__所给数据__:
..........
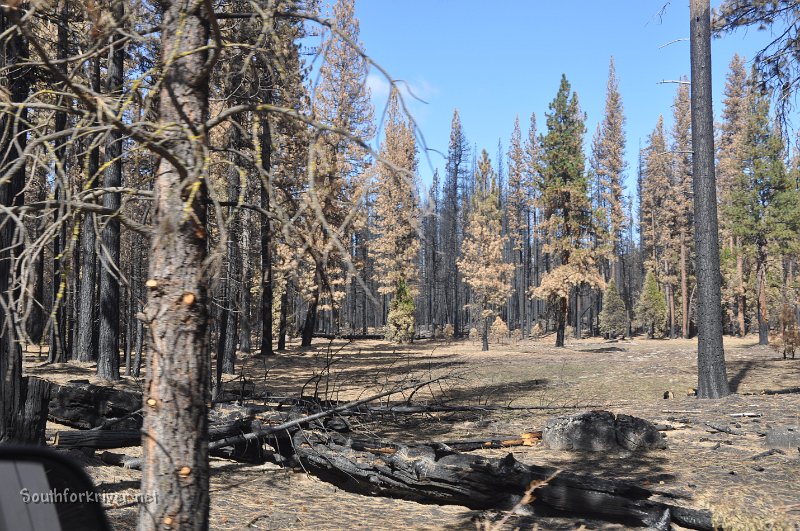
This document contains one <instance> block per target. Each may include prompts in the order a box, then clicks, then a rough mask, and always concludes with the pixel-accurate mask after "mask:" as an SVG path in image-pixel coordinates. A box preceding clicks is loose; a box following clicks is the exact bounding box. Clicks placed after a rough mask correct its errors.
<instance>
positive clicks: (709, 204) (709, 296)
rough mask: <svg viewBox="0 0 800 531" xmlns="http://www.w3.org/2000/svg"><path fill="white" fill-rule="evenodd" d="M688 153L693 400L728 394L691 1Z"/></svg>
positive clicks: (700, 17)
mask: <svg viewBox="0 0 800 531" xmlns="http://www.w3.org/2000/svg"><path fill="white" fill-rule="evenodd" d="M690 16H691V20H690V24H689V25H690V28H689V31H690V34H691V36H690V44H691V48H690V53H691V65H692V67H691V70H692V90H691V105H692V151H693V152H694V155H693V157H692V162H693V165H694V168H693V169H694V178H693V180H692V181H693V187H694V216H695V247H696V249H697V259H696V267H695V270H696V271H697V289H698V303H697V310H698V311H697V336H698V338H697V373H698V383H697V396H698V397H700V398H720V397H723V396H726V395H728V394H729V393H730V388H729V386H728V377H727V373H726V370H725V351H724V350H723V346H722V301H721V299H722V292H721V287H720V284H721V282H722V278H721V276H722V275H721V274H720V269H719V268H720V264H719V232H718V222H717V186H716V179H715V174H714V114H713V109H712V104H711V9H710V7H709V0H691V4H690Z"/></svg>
..........
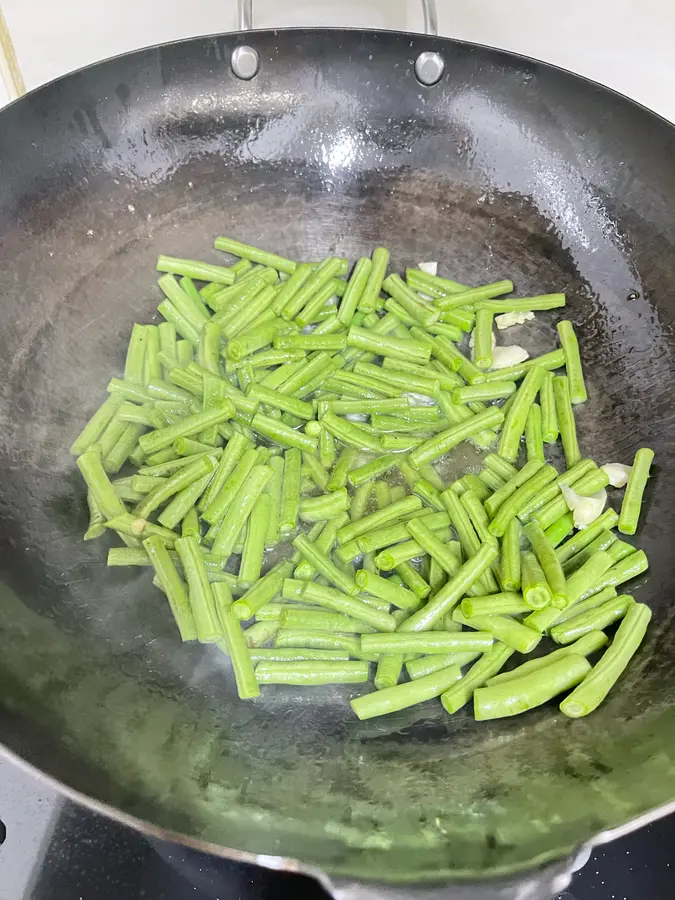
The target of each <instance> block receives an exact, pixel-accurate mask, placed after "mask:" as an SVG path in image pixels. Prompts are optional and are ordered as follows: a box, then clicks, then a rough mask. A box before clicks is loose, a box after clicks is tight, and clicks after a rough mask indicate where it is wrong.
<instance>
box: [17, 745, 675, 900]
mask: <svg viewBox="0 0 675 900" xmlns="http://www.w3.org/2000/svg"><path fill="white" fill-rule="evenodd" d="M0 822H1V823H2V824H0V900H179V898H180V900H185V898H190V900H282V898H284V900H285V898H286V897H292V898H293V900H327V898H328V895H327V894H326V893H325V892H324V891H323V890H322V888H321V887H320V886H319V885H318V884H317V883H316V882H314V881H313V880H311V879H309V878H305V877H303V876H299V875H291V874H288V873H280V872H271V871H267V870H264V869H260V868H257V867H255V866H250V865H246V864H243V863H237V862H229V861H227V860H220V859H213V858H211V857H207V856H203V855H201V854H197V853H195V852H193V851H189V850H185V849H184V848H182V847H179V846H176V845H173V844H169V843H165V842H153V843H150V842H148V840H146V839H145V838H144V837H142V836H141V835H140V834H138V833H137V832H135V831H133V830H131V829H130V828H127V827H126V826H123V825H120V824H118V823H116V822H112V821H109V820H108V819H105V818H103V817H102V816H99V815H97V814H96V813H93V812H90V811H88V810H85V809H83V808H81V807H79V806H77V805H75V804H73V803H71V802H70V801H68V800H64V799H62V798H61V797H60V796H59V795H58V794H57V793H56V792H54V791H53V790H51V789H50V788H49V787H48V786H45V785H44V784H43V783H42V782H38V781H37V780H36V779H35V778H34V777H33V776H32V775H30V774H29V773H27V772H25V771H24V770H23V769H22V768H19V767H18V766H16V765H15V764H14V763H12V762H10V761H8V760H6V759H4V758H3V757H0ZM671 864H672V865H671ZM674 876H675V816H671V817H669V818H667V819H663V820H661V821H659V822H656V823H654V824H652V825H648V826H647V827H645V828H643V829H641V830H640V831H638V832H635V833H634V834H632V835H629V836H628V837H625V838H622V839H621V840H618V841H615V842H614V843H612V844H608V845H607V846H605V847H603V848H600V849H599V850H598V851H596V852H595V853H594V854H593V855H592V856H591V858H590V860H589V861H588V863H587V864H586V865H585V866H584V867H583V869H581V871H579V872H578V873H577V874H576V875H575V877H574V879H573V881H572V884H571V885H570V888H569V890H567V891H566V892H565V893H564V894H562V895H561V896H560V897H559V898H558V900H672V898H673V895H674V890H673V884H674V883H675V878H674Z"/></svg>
..........
__作答说明__: 请重写从含有“The target of”的那一行到含有“box: [17, 745, 675, 900]”的那一行，把其中的“rough mask”换成“coarse mask”，其余内容一律不变。

__参考答案__:
The target of each <instance> block receives an exact, pixel-accurate mask, placed after "mask:" as an SVG path in image pixels. Prompts are optional and are ordered as follows: a box, then clicks, then a coarse mask. A box before clicks is loose, a box after clicks is tight, and clicks after a coarse mask indicate where it is wrong.
<instance>
box: [17, 745, 675, 900]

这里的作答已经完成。